- **Request**
Rewrite everything from the line containing "Where can the tinted" down to the end of the items below as a Markdown table with the columns Number and Entry. Give one row per line and skip blank lines.
— START OF Task input —
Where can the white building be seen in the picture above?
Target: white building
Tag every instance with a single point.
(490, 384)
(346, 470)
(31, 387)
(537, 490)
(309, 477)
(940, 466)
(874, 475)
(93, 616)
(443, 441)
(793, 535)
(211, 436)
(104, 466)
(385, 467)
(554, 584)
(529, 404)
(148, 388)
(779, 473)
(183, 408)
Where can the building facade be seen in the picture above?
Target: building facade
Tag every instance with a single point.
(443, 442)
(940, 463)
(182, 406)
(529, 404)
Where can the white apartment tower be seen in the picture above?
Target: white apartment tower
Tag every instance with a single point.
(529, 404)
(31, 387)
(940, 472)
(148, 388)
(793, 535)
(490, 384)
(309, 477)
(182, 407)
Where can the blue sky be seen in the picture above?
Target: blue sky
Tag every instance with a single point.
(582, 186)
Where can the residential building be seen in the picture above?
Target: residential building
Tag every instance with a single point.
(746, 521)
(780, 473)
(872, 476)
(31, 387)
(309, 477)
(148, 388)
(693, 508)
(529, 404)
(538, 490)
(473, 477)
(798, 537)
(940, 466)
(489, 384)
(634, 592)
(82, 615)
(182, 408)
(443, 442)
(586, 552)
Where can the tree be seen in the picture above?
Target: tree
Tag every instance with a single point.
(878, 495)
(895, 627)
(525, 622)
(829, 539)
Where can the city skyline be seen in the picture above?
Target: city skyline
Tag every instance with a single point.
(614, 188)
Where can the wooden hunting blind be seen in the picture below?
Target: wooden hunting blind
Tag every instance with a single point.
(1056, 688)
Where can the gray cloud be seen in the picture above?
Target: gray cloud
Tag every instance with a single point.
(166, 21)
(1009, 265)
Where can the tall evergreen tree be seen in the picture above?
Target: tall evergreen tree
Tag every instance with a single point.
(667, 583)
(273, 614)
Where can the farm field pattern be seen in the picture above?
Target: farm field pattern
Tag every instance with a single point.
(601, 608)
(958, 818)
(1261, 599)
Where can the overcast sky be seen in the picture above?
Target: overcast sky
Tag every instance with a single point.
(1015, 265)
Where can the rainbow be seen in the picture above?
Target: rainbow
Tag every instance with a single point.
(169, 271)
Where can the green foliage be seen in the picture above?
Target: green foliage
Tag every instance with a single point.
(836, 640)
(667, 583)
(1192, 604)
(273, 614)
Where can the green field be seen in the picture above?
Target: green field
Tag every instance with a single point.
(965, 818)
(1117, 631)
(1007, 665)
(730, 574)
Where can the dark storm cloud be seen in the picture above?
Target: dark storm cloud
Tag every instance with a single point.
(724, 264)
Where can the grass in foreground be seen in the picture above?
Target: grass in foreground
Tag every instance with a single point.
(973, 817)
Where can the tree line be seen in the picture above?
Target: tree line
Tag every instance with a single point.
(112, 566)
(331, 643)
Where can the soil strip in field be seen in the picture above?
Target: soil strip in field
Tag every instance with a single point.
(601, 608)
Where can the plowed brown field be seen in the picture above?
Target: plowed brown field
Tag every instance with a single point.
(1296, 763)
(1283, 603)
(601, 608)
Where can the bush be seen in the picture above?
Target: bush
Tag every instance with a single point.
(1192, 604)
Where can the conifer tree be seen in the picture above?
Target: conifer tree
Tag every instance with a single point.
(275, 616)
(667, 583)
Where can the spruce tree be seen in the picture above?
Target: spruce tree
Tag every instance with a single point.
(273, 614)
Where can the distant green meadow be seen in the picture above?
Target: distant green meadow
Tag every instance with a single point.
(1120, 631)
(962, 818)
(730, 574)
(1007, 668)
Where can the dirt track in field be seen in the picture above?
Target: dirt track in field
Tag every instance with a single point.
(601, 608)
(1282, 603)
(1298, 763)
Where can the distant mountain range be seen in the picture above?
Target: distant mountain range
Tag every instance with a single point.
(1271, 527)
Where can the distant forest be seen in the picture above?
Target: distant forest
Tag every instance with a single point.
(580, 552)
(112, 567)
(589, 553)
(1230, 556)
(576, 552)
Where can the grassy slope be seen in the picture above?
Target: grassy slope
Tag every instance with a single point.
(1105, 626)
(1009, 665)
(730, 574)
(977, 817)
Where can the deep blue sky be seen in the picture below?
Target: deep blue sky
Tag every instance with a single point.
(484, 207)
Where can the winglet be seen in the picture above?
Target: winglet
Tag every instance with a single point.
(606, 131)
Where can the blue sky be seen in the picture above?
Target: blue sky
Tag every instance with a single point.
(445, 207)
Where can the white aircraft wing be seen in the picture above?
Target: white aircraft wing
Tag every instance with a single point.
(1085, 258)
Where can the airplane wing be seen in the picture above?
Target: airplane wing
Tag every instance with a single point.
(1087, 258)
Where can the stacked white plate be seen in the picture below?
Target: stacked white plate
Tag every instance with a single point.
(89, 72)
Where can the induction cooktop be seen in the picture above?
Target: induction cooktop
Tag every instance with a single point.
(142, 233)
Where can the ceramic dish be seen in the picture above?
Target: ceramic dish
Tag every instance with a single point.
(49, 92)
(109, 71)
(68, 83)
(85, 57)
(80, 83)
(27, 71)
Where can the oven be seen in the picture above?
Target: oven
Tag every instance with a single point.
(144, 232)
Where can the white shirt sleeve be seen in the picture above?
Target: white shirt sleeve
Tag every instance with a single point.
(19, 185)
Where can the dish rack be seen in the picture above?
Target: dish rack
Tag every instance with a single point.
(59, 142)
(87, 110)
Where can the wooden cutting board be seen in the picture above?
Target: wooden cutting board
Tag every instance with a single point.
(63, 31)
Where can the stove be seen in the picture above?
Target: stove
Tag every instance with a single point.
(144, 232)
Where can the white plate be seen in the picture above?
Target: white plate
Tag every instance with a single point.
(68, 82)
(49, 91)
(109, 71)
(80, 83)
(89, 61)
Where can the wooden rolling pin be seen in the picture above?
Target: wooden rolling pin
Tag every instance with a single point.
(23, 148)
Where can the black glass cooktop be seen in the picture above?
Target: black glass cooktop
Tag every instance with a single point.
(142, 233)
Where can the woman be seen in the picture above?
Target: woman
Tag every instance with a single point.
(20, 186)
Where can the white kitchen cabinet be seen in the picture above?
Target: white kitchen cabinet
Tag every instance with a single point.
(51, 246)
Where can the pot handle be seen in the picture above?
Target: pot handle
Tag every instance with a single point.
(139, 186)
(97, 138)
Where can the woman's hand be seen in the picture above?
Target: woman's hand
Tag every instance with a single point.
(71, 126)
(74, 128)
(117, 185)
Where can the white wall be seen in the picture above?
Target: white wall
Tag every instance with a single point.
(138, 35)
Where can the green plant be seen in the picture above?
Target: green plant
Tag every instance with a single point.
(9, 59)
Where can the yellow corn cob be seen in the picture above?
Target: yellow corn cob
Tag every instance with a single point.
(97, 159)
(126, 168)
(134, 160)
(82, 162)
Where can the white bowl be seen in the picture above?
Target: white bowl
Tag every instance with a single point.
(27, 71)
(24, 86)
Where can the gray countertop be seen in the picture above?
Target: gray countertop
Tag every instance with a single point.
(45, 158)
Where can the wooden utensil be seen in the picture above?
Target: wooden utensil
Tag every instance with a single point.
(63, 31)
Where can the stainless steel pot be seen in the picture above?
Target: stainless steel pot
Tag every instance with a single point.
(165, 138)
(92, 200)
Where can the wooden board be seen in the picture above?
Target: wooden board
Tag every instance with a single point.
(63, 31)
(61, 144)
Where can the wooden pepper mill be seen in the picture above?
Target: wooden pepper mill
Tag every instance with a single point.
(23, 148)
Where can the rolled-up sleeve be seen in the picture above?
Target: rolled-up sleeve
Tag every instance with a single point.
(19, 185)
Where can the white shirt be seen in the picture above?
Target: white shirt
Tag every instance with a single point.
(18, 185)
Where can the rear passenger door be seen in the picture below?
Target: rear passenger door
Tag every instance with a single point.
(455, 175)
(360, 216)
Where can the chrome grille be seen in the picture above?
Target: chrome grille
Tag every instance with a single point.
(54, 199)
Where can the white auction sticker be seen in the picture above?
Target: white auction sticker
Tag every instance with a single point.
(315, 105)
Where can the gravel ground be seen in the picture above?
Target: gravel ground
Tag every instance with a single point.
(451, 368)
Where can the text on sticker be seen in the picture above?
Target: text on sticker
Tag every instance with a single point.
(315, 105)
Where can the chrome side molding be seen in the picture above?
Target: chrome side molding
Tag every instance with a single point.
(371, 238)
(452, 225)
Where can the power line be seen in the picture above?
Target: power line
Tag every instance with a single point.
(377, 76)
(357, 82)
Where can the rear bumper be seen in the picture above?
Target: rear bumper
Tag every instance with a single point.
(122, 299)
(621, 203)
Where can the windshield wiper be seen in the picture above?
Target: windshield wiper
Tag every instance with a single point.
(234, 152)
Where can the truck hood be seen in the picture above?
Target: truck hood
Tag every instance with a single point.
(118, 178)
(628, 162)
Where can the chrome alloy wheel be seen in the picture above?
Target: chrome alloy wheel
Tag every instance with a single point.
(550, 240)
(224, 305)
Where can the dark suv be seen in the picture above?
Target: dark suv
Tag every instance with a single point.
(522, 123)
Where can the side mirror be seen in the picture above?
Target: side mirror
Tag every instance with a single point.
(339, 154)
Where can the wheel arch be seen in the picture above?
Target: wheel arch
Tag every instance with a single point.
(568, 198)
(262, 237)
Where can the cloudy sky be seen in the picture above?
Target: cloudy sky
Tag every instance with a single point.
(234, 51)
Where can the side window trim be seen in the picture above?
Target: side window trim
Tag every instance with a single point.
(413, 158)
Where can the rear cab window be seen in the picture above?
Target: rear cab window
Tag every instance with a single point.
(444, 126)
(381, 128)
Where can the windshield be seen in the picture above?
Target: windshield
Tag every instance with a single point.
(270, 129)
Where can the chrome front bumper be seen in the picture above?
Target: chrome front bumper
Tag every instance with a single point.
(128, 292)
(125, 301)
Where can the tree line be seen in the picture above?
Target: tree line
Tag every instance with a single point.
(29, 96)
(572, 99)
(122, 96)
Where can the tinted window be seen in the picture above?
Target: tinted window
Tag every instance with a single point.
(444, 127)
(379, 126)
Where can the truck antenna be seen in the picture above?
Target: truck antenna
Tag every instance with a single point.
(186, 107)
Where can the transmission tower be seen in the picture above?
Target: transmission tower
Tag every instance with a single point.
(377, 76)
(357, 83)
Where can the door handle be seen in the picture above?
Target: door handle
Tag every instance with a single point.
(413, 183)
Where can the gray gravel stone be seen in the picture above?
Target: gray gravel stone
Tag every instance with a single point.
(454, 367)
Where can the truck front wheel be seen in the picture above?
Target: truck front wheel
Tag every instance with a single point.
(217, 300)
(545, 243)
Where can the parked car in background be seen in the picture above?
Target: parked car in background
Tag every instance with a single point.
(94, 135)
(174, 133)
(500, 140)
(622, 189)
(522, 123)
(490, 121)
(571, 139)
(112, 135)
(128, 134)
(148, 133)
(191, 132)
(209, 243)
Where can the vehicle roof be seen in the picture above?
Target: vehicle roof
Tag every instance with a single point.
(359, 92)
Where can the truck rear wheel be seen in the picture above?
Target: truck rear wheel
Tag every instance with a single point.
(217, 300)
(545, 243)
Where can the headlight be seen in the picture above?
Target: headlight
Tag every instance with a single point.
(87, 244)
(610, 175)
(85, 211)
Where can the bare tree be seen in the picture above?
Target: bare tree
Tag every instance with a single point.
— END OF Task input —
- **Response**
| Number | Entry |
|---|---|
| 1 | Where can the tinted window be seen in the picture above? |
| 2 | Target: tinted window |
| 3 | Tag every instance with a single point. |
| 4 | (444, 127) |
| 5 | (379, 126) |
| 6 | Where can the truck antenna be seen in the picture above? |
| 7 | Target: truck antenna |
| 8 | Tag every instance with a single point. |
| 9 | (186, 107) |
| 10 | Where can the transmission tower be seen in the picture above? |
| 11 | Target: transmission tower |
| 12 | Tag every instance with a single point. |
| 13 | (377, 76) |
| 14 | (357, 83) |
| 15 | Where can the door handle be seen in the picture above? |
| 16 | Target: door handle |
| 17 | Tag every instance with a single point. |
| 18 | (413, 183) |
| 19 | Where can the gray gravel stone be seen in the picture above? |
| 20 | Target: gray gravel stone |
| 21 | Tag every instance with a single point. |
| 22 | (454, 367) |
| 23 | Where can the truck front wheel be seen in the picture above? |
| 24 | Target: truck front wheel |
| 25 | Tag every instance with a single point. |
| 26 | (217, 300) |
| 27 | (545, 243) |
| 28 | Where can the parked car in background be seen in the picture above? |
| 29 | Target: parked car in background |
| 30 | Tag every instance with a single point. |
| 31 | (94, 135) |
| 32 | (174, 133) |
| 33 | (500, 140) |
| 34 | (622, 189) |
| 35 | (522, 123) |
| 36 | (490, 121) |
| 37 | (571, 139) |
| 38 | (112, 135) |
| 39 | (128, 134) |
| 40 | (148, 133) |
| 41 | (191, 132) |
| 42 | (209, 243) |
| 43 | Where can the vehicle roof be seen in the picture above? |
| 44 | Target: vehicle roof |
| 45 | Tag every instance with a single point. |
| 46 | (359, 92) |
| 47 | Where can the truck rear wheel be seen in the picture above? |
| 48 | Target: truck rear wheel |
| 49 | Tag every instance with a single point. |
| 50 | (217, 300) |
| 51 | (545, 243) |
| 52 | Where can the headlight be seen in the picture above? |
| 53 | Target: headlight |
| 54 | Tag every instance with a single point. |
| 55 | (87, 244) |
| 56 | (610, 175) |
| 57 | (85, 211) |
| 58 | Where can the bare tree be seen in the picture above? |
| 59 | Target: bare tree |
| 60 | Tag every instance with a single point. |